### WORK ORDER
In the news item about Ikonisys's oncoFISH cervical cancer test, where will the test be performed?

(TEXT SHOWN)

Ikonisys reports commercialization milestones with oncoFISH cervical cancer test
JANUARY 15, 2009--Ikonisys, Inc. says it has made two milestones in commercializing oncoFISH, its fluorescence in situ hybridization (FISH) test for cervical cancer, which launched in September 2008. New York State certification now allows Ikonisys to offer the test to New York State customers through the CAP accredited, fully licensed clinical laboratory. In addition, Ikonisys has signed its first customer, New England Pathology Associates.
JANUARY 15, 2009--Ikonisys, Inc. says it has achieved two milestones in the commercialization of oncoFISH, its fluorescence in situ hybridization (FISH) test for cervical cancer, which launched in September 2008. Ikonisys has now received New York State certification allowing the company to offer it to New York State customers through the state's CAP accredited, fully licensed clinical laboratory. In addition, Ikonisys has signed its first customer, New England Pathology Associates, P.C., which will offer the test to physicians. The test will be performed at the Ikonisys Clinical Laboratory located in New Haven, CT.

(End TEXT SHOWN)
(DATA BLOCK)

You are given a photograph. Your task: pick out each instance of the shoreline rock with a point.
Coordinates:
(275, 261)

(End DATA BLOCK)

### ANSWER FOR THIS EXERCISE
At the Ikonisys Clinical Laboratory in New Haven, CT.